* Prompt *
Gather every line of the records below that contains the word "distant".

* Information provided *
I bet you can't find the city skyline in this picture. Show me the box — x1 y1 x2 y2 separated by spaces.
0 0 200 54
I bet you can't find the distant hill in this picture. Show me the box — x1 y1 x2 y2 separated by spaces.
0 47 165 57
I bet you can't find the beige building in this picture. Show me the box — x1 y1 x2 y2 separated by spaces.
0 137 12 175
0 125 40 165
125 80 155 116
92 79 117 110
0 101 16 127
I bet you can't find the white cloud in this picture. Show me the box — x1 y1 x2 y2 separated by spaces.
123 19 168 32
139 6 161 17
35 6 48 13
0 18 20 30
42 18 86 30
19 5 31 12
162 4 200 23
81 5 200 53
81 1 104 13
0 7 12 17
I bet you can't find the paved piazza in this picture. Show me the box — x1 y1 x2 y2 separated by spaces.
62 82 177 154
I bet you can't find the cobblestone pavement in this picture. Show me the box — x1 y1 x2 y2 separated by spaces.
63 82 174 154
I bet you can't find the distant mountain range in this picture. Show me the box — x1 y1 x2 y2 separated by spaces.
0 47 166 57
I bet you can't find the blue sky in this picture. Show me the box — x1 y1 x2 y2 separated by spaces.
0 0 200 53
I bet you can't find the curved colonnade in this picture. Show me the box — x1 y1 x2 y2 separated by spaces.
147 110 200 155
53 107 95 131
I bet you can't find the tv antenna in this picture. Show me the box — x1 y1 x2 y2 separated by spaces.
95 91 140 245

* * *

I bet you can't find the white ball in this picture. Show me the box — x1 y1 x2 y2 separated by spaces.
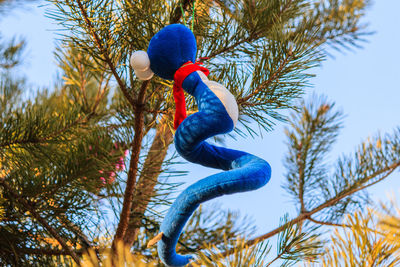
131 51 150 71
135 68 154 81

...

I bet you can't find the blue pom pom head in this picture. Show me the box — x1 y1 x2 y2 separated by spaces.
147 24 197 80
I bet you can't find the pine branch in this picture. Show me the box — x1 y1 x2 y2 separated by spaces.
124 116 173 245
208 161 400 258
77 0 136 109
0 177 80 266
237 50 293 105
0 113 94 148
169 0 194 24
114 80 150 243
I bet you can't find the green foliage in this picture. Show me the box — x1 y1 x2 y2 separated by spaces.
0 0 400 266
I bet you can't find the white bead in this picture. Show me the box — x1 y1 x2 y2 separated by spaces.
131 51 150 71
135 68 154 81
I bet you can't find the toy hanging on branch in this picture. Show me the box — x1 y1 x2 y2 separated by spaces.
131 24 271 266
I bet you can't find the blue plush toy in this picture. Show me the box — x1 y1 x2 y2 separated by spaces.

* In response *
I bet you can't find the distant hill in this picture. Show me the box — x1 y1 x2 y2 separated by spaces.
I bet you can't find the distant mountain range in this picture. Show me the box — x1 y1 x2 y2 separated by spaces.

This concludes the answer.